§ **Given instruction**: Could you convert the lines starting at the one containing "jersey in the photo above." and ending at the last line into a JSON list of strings, one string per line, with blank lines left out?

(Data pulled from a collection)
━━━━━━━━━━━━━━━━

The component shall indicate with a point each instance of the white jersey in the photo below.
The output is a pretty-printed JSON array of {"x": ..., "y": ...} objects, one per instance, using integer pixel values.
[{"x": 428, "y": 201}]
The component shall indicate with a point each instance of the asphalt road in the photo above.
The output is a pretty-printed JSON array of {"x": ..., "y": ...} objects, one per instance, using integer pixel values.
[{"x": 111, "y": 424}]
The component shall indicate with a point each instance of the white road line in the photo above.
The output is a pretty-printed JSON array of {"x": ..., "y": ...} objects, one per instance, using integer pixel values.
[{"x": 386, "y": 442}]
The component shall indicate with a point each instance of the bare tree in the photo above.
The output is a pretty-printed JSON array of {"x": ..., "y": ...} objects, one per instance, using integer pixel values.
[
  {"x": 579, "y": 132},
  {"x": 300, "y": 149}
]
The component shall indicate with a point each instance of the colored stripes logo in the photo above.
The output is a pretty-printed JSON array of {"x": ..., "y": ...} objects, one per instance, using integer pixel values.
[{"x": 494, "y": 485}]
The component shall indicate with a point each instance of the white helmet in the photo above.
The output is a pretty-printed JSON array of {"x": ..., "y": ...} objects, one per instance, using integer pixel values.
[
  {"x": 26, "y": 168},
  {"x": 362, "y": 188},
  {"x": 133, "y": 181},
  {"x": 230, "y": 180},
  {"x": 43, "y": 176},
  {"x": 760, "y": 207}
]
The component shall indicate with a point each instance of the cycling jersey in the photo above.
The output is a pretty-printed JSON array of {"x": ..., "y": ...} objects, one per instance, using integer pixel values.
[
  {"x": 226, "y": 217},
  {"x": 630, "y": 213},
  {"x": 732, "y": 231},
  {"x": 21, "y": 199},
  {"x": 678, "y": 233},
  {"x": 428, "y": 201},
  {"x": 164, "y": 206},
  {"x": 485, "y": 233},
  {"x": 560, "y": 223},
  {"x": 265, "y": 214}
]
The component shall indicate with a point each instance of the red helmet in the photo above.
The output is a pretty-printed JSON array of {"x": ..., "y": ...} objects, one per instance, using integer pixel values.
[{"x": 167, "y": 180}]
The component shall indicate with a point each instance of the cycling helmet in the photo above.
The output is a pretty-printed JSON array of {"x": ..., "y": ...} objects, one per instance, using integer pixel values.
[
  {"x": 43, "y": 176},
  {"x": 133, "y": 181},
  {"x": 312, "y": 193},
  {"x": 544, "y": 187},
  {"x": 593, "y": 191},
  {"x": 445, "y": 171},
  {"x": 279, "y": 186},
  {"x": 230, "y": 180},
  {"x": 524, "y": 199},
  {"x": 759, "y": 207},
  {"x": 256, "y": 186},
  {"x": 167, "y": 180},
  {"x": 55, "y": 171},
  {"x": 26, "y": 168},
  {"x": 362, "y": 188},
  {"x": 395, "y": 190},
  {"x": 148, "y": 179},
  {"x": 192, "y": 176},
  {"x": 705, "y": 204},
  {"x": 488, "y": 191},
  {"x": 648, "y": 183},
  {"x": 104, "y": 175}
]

━━━━━━━━━━━━━━━━

§ **Result of this exercise**:
[
  "The component shall indicate with a point each instance of the cycling jersey in the photo above.",
  "The output is a pretty-printed JSON array of {\"x\": ..., \"y\": ...} objects, one per instance, using integer pixel values.",
  "[",
  "  {\"x\": 226, \"y\": 217},",
  "  {\"x\": 630, \"y\": 213},",
  "  {\"x\": 732, \"y\": 231},",
  "  {\"x\": 21, \"y\": 199},",
  "  {\"x\": 678, \"y\": 233},",
  "  {\"x\": 428, \"y\": 201},",
  "  {\"x\": 164, \"y\": 206},",
  "  {\"x\": 485, \"y\": 233},",
  "  {\"x\": 560, \"y\": 223},",
  "  {\"x\": 265, \"y\": 214}",
  "]",
  "The component shall indicate with a point each instance of the red helmet in the photo above.",
  "The output is a pretty-printed JSON array of {\"x\": ..., \"y\": ...} objects, one per instance, using integer pixel values.",
  "[{\"x\": 167, \"y\": 180}]",
  "The component shall indicate with a point each instance of the cycling helmet in the photo above.",
  "The output is a pretty-printed JSON array of {\"x\": ..., \"y\": ...} objects, one per instance, using integer pixel values.",
  "[",
  "  {\"x\": 43, \"y\": 176},",
  "  {\"x\": 133, \"y\": 181},",
  "  {\"x\": 312, \"y\": 193},",
  "  {\"x\": 544, \"y\": 187},",
  "  {\"x\": 593, \"y\": 191},",
  "  {\"x\": 445, \"y\": 171},",
  "  {\"x\": 279, \"y\": 186},",
  "  {\"x\": 230, \"y\": 180},",
  "  {\"x\": 524, \"y\": 199},",
  "  {\"x\": 759, \"y\": 207},",
  "  {\"x\": 256, \"y\": 186},",
  "  {\"x\": 167, \"y\": 180},",
  "  {\"x\": 55, \"y\": 171},",
  "  {\"x\": 26, \"y\": 168},",
  "  {\"x\": 362, \"y\": 188},",
  "  {\"x\": 395, \"y\": 190},",
  "  {\"x\": 148, \"y\": 179},",
  "  {\"x\": 192, \"y\": 176},",
  "  {\"x\": 705, \"y\": 204},",
  "  {\"x\": 488, \"y\": 191},",
  "  {\"x\": 648, \"y\": 183},",
  "  {\"x\": 104, \"y\": 175}",
  "]"
]